PAGE EXTRACT Start Marker
Identification of translationally controlled tumor protein in promotion of DNA homologous recombination repair in cancer cells by affinity proteomics.

Translationally controlled tumor protein(TCTP) has been implicated in the regulation of apoptosis, DNA repair and drug resistance. However, the underlying molecular mechanisms are poorly defined. To better understand the molecular mechanisms underlying TCTP involved in cellular processes, we performed an affinity purification-based proteomic profiling to identify proteins interacting with TCTP in human cervical cancer HeLa cells. We found that a group of proteins involved in DNA repair are enriched in the potential TCTP interactome. Silencing TCTP by short hairpin RNA in breast carcinoma MCF-7 cells leads to the declined repair efficiency for DNA double-strand breaks on the GFP-Pem1 reporter gene by homologous recombination, the persistent activation and the prolonged retention of γH2AX and Rad51 foci following ionizing radiation. Reciprocal immunoprecipitations indicated that TCTP forms complexes with Rad51 in vivo, and the stability maintenance of Rad51 requires TCTP in MCF-7 cells under normal cell culture conditions. Moreover, inactivation of TCTP by sertraline treatment enhances UVC irradiation-induced apoptosis in MCF-7 cells, and causes sensitization to DNA-damaging drug etoposide and DNA repair inhibitor olaparib. Thus, we have identified an important role of TCTP in promoting DNA double-stand break repair via facilitating DNA homologous recombination processes and highlighted the great potential of TCTP as a drug target to enhance conventional chemotherapy for cancer patients with high levels of TCTP expression.
PAGE EXTRACT End Marker
ASSIGNMENT 1: Translate this sentence from the TCTP abstract into Spanish: "We found that a group of proteins involved in DNA repair are enriched in the potential TCTP interactome."
ASSIGNMENT 2: Reproduce verbatim the stretch of the TCTP abstract that begins with the words "Identification of translationally" and ends with "by affinity proteomics.".
DATASET RECORDS Start Marker
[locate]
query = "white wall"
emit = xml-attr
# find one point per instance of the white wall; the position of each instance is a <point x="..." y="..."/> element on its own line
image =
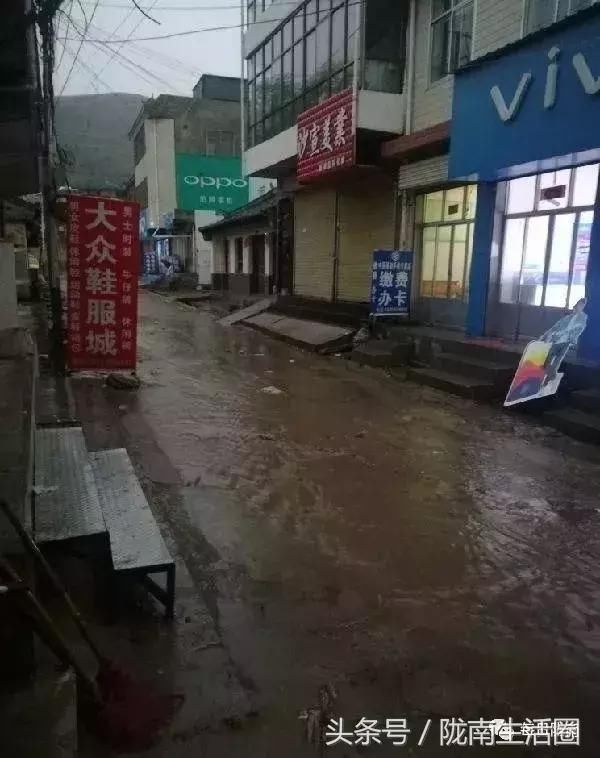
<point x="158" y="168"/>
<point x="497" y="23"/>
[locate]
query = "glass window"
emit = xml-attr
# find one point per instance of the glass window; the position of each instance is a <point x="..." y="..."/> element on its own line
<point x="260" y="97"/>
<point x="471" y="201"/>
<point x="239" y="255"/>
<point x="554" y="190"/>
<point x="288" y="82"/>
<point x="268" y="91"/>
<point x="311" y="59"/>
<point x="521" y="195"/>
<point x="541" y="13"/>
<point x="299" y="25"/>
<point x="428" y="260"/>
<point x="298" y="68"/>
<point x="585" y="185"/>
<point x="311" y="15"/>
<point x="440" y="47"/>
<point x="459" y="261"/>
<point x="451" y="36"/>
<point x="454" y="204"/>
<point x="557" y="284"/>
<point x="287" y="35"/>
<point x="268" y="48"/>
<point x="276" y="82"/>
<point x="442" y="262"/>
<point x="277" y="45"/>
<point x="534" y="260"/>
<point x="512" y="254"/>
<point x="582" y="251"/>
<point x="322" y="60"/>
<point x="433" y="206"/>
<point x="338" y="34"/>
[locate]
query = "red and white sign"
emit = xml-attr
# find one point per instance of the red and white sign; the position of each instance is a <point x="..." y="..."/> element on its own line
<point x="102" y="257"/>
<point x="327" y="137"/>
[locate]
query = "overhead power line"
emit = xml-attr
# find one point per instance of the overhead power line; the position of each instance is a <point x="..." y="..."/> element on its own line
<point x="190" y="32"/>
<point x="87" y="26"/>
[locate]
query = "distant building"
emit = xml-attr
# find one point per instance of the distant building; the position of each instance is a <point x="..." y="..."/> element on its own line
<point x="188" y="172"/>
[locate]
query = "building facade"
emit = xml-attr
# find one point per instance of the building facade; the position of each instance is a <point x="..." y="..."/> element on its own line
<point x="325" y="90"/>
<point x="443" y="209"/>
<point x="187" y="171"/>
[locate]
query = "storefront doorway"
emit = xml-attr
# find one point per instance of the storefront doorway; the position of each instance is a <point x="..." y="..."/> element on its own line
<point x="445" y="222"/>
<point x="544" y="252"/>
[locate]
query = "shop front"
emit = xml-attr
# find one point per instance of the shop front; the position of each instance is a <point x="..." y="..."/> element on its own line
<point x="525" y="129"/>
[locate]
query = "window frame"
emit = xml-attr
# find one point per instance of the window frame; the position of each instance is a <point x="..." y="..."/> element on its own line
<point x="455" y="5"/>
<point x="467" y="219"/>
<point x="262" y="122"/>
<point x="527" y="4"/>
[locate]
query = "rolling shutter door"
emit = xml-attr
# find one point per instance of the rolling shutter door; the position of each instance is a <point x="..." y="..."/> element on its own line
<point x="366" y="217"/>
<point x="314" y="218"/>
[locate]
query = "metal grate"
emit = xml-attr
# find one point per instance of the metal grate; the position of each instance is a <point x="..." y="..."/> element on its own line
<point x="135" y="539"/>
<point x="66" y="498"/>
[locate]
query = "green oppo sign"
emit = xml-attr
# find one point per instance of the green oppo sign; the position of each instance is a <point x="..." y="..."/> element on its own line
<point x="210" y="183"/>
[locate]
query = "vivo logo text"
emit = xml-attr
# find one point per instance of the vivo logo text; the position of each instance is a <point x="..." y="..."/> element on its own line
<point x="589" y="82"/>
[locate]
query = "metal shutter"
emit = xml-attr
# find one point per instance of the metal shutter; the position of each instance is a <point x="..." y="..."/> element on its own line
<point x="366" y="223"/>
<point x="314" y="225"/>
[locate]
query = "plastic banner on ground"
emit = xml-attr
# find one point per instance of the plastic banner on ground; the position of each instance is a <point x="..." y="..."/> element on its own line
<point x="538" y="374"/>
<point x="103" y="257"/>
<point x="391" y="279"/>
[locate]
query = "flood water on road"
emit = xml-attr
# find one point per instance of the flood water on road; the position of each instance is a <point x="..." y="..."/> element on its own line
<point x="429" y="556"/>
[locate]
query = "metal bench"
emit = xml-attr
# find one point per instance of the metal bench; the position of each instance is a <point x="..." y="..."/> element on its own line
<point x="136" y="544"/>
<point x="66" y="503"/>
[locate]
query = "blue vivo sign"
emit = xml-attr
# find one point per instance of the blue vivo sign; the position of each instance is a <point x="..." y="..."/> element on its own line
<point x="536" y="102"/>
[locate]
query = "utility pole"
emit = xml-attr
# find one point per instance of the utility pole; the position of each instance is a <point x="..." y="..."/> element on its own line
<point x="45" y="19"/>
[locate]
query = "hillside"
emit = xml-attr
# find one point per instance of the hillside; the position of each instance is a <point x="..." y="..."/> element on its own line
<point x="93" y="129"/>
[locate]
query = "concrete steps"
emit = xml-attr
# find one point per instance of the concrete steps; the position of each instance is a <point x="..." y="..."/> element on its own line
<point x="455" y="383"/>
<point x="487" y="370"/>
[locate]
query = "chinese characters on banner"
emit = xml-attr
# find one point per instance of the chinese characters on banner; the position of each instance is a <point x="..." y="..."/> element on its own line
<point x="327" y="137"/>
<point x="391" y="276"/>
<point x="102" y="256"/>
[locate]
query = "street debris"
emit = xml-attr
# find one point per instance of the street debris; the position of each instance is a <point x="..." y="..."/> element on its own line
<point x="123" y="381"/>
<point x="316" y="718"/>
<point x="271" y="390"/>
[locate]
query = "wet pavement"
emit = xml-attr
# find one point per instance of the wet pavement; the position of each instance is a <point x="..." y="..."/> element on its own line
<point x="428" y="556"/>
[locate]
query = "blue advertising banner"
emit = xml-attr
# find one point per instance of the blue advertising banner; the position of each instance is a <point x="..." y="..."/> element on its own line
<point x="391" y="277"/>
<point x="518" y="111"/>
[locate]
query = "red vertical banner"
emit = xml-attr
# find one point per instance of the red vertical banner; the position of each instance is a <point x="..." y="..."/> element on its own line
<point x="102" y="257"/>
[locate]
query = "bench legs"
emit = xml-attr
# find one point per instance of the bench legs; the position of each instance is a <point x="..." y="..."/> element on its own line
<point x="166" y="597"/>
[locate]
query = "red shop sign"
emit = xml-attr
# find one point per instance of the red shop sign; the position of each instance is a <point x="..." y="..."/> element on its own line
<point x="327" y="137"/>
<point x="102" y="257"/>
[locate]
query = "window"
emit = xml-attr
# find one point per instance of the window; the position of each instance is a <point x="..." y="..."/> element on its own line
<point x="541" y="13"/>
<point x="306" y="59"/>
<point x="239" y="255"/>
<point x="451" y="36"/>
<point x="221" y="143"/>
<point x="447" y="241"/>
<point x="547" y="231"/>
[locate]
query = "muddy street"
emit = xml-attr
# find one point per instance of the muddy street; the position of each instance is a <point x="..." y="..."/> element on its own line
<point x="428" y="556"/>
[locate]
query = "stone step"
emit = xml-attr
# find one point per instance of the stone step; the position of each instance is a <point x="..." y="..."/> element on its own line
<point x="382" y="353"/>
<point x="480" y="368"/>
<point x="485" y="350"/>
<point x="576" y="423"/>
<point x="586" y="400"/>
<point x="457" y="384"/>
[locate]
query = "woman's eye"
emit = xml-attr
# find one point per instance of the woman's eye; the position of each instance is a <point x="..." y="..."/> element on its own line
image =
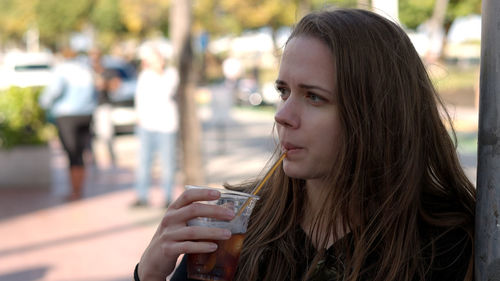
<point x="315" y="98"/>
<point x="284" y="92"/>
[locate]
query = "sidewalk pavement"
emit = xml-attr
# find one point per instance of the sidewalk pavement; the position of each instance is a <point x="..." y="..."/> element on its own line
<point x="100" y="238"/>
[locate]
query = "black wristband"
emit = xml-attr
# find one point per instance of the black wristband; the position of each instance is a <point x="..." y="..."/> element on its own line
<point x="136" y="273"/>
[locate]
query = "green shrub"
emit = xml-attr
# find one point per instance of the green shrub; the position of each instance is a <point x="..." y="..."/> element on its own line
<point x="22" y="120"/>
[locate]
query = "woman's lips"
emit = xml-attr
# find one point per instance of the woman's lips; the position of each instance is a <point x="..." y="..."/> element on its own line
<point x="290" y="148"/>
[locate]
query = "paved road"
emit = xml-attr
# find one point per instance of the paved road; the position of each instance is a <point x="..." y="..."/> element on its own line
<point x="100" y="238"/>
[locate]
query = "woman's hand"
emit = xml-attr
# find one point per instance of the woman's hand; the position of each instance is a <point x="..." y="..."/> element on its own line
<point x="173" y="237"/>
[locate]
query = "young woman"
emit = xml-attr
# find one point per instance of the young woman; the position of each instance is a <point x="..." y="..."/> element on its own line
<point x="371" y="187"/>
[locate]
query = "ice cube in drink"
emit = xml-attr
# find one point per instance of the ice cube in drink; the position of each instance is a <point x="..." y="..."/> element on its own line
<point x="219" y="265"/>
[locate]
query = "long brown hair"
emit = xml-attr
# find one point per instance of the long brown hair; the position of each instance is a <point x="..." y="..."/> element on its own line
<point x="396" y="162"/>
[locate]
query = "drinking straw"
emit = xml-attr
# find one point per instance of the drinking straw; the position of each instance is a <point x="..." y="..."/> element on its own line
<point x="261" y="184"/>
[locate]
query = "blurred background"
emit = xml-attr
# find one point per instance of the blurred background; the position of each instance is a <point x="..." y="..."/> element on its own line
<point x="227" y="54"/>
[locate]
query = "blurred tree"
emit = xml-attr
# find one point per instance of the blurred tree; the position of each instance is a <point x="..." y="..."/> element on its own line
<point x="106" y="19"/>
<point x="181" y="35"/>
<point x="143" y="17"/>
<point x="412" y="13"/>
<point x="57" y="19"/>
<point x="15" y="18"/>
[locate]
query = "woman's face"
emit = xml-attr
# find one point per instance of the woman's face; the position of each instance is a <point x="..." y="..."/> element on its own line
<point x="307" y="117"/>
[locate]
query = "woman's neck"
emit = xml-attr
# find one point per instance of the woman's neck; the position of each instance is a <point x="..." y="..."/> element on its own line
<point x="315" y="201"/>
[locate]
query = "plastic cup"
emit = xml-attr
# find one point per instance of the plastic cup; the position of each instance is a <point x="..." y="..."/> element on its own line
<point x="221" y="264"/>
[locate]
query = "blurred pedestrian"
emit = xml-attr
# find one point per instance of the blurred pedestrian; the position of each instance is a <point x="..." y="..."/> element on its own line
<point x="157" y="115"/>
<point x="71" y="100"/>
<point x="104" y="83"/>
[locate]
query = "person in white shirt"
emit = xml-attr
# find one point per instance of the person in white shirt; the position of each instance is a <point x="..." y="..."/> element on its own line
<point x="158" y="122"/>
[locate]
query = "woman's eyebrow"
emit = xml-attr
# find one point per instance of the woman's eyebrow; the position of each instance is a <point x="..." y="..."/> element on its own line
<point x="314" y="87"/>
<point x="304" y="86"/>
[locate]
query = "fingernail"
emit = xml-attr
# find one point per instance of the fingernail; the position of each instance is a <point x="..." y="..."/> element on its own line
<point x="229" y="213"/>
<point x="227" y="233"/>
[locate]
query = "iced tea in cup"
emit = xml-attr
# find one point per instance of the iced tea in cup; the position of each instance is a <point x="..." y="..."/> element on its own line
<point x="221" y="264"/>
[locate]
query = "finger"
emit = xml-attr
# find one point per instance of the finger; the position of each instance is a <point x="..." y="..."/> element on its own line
DATASET RECORDS End Marker
WRITTEN RESPONSE 1: Encontramos que un grupo de proteínas implicadas en la reparación del ADN está enriquecido en el interactoma potencial de TCTP.

WRITTEN RESPONSE 2:
Identification of translationally controlled tumor protein in promotion of DNA homologous recombination repair in cancer cells by affinity proteomics.